§ What to do
From the records below, output exactly the lines running from the line containing "Target: small turret." through the line containing "Target: spire. Locate", and no others.
(Recorded information begins)
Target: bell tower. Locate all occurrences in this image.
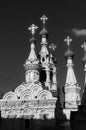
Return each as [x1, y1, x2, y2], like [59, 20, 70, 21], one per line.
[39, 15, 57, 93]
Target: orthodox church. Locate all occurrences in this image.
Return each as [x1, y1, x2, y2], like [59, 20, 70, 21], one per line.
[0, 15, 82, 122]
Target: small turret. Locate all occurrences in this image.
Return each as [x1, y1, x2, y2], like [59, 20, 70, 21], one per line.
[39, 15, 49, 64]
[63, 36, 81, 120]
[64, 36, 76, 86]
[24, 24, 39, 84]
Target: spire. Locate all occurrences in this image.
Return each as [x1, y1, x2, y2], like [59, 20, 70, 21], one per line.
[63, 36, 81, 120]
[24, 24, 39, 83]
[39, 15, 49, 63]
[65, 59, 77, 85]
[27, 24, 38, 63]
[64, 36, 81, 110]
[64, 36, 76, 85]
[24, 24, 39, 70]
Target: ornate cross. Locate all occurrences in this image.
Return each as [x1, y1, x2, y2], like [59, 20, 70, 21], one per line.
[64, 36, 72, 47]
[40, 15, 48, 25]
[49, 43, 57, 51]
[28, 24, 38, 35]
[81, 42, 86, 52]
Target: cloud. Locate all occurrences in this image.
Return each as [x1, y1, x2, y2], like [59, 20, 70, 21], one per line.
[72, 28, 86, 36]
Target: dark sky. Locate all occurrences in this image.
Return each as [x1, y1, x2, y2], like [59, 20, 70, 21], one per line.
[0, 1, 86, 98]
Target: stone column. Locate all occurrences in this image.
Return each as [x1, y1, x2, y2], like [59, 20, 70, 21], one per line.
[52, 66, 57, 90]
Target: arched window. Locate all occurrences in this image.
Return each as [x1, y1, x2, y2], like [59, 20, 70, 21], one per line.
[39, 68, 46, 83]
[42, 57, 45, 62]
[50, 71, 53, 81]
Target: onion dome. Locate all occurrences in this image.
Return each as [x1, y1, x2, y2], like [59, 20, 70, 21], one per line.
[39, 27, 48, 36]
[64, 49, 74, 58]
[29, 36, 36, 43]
(Recorded information ends)
(Recorded information begins)
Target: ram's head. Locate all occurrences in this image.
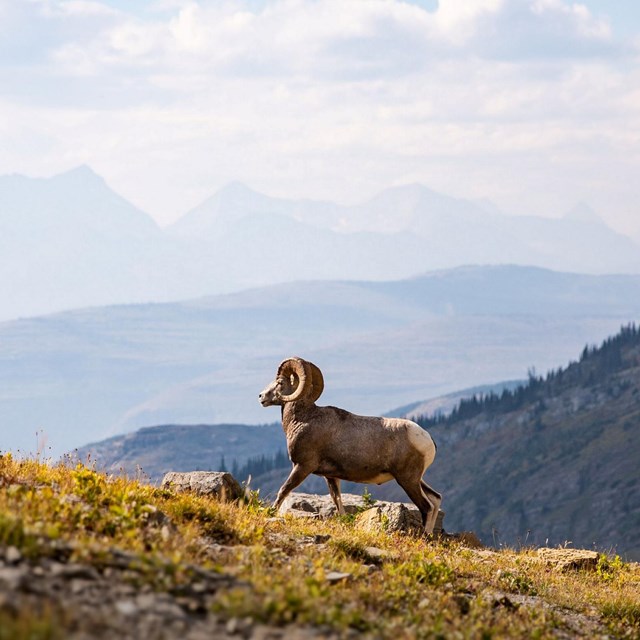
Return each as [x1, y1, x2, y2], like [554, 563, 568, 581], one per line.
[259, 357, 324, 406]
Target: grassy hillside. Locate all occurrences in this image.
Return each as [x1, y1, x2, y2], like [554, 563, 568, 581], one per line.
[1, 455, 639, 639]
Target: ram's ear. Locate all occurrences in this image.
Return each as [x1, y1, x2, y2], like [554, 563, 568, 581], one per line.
(Recorded information ends)
§ Output
Target: small turret. Locate all occurrences in this image.
Return each as [x1, y1, x2, y2], like [59, 20, 70, 21], one per line.
[39, 15, 49, 64]
[63, 36, 81, 120]
[64, 36, 76, 86]
[24, 24, 39, 84]
Target: spire. Locate all occurrences in this image.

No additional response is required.